Provided text >>
--

In situ electro-organic synthesis of hydroquinone using anisole on MWCNT/Nafion modified electrode surface and its heterogeneous electrocatalytic reduction of toxic Cr(vi) species.

Owing to its electro-inactive character, anisole (phenylmethyl ether, PhOCH 3 ) and its related derivatives have been used as electrolytes in electrochemistry. Herein, we report a simple one-step electro-organic conversion of PhOCH 3 to hydroquinone (HQ) on a pristine-MWCNT-Nafion modified electrode glassy carbon electrode surface, GCE/Nf-MWCNT@HQ, in pH 2 KCl-HCl solution within 15 min of working time. The chemically modified electrode showed a highly redox-active and well-defined signal at an apparent standard electrode potential, E o ' = 0.45 V vs. Ag/AgCl (A2/C2) with a surface excess value, Γ HQ = 2.1 × 10 -9 mol cm -2 . The formation of surface-confined HQ is confirmed by collective physicochemical and spectroscopic characterizations using TEM, UV-Vis, Raman, FTIR, NMR and GC-MS techniques and with several control experiments. Consent about the mechanism, the 2.1% of intrinsic iron present in the pristine-MWCNT is involved for specific complexation with oxygen donor organic molecule (PhOCH 3 ) and hydroxylation in presence of H 2 O 2 (nucleophilic attack) for HQ-product formation. The GCE/Nf-MWCNT@HQ showed an excellent heterogeneous-electrocatalytic reduction of Cr(vi) species in acidic solution with a linear calibration plot in a range, 5-500 ppm at an applied potential, 0.4 V vs. Ag/AgCl with a detection limit, 230 ppb (S/N = 3; amperometric i - t ). As a proof of concept, selective detection of toxic Cr(vi) content in the tannery-waste water has been demonstrated with a recovery value ∼100%.

--

Your task >>
According to the provided text, what detection limit is reported for Cr(vi) species? The records that come next are separate material and have no connection to the text above.

Data entries >>
--

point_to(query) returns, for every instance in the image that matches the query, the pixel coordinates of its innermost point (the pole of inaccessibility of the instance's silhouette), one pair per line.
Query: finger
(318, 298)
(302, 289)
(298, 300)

--

Response >>
230 ppb (S/N = 3; amperometric i-t).